Середина книги Ярослава Челеды посвящена жизни собственно Мысливечка, и тут сказалась та самая методика, о которой я говорю выше. Он берет основные положения некролога Пельцля, делает их как бы заглавными для себя и развивает каждое из них в целую главу. Так возникает более подробное, аргументированное документами, раздвинутое позднейшими открытиями воспроизведение той концепции жизни и судьбы Иозефа Мысливечка, какую дал в своем некрологе Пельцль.

**Записи:**
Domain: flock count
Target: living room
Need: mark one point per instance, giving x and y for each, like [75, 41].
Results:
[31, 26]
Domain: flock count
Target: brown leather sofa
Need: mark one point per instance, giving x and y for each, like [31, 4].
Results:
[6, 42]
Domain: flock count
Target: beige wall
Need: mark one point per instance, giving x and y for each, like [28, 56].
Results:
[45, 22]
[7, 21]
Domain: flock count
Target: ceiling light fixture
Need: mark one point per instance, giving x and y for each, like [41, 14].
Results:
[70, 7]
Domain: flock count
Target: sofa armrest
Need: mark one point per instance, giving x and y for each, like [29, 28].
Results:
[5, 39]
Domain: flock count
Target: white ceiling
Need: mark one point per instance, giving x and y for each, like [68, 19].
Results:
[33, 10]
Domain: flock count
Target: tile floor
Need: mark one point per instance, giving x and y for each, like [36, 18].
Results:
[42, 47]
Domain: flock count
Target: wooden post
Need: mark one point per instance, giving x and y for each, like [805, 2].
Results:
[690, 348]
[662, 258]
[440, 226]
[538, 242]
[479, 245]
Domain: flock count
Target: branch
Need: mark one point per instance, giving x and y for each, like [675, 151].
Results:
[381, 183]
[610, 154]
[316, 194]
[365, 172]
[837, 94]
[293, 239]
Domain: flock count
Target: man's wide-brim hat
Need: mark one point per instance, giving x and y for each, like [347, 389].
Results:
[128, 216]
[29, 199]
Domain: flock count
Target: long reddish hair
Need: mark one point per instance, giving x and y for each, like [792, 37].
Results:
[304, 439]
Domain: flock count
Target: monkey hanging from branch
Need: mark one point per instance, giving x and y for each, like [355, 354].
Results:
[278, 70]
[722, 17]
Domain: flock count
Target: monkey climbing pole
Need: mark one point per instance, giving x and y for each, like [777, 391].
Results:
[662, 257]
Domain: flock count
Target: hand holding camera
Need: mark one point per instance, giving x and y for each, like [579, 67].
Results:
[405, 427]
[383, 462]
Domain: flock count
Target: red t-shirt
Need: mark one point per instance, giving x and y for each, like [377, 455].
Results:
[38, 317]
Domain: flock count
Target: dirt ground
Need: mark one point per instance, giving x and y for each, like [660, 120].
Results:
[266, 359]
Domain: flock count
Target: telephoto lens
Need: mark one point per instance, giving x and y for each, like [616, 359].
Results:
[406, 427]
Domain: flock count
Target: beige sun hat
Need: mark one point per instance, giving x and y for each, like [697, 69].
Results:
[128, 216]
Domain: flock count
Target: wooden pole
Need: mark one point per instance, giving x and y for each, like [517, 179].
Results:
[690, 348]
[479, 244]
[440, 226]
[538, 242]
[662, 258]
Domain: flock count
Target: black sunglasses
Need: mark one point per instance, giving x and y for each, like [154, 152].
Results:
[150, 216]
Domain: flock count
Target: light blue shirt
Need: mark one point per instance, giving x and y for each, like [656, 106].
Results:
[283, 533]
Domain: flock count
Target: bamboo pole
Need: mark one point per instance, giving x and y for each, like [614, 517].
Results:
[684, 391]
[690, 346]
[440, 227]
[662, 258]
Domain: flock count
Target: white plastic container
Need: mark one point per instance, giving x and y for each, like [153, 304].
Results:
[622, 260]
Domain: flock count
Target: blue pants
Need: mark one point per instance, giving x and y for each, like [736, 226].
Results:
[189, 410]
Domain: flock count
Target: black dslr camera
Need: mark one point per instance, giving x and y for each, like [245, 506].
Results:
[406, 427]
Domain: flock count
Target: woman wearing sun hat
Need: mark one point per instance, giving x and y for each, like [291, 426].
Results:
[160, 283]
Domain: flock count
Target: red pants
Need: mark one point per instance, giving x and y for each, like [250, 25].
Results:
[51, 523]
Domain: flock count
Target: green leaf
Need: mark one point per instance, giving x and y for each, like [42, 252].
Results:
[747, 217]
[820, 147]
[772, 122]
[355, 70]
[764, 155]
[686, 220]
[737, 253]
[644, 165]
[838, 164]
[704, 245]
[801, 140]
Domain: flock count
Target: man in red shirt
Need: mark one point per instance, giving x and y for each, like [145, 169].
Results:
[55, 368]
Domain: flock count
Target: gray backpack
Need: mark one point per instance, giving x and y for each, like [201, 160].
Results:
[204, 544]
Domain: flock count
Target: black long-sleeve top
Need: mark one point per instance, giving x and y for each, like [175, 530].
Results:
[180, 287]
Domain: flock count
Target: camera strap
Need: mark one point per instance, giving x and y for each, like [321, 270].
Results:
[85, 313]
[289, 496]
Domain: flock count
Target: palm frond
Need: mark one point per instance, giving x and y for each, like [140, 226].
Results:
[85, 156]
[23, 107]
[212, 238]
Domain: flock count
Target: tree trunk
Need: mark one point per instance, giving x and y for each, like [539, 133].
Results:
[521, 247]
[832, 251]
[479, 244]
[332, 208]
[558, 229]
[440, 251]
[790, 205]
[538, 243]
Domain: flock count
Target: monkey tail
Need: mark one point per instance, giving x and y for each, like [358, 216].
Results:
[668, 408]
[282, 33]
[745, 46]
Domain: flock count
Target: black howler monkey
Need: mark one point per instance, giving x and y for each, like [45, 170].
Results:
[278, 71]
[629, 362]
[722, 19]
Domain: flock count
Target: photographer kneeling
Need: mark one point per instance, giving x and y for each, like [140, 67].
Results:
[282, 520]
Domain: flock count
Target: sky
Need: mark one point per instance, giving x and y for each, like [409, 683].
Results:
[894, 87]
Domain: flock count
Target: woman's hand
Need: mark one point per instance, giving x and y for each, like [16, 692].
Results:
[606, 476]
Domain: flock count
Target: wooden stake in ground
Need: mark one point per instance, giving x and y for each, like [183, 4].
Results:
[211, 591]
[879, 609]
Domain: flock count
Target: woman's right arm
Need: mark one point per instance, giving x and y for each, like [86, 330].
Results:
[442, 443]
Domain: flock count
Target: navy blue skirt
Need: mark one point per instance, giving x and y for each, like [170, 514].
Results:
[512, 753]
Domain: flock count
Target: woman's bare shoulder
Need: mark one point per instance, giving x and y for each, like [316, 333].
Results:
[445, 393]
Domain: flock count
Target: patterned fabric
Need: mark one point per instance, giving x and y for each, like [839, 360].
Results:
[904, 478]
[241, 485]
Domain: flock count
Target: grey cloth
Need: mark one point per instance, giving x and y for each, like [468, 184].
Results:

**Цель упражнения:**
Подхватите отрывок о книге Ярослава Челеды про Мысливечка и продолжите его сразу после последнего предложения.

**Ответ к задаче:**
Чтобы читатель вступил со мной в долгий путь поисков и догадок, вооруженный не меньше меня самой, я тоже считаю справедливым привести, как и Челеда, целиком этот исходный источник:

«Отец знаменитого музыканта, — пишет Пельцль — был Маттиас (Матэй) Мысливечек, старший присяжный мельник в королевстве Богемии, бывший одновременно и директором всех водных работ в этом королевстве. Его сын Иозеф, которого мы здесь описываем, родился в Праге в году 1737, марта 9-го, в одно и то же время со своим братом, Францем[10], на свет. Эти близнецы выросли вместе, ходили вместе в школу и вместе изучали философию у иезуитов; одновременно отец дал им музыкальное образование. Оба были одного роста, имели одинаковые волосы и черты лица. Так как они носили одинаковые платья, их едва можно было отличить друг от друга; сходство этих братьев было настолько велико, что даже сам отец подчас ошибался. Случалось не однажды, что он говорил Иозефу: «Иди приведи мне Иозефа», потому что принимал его за Франца, пока Иозеф не отвечал ему: «Я тут».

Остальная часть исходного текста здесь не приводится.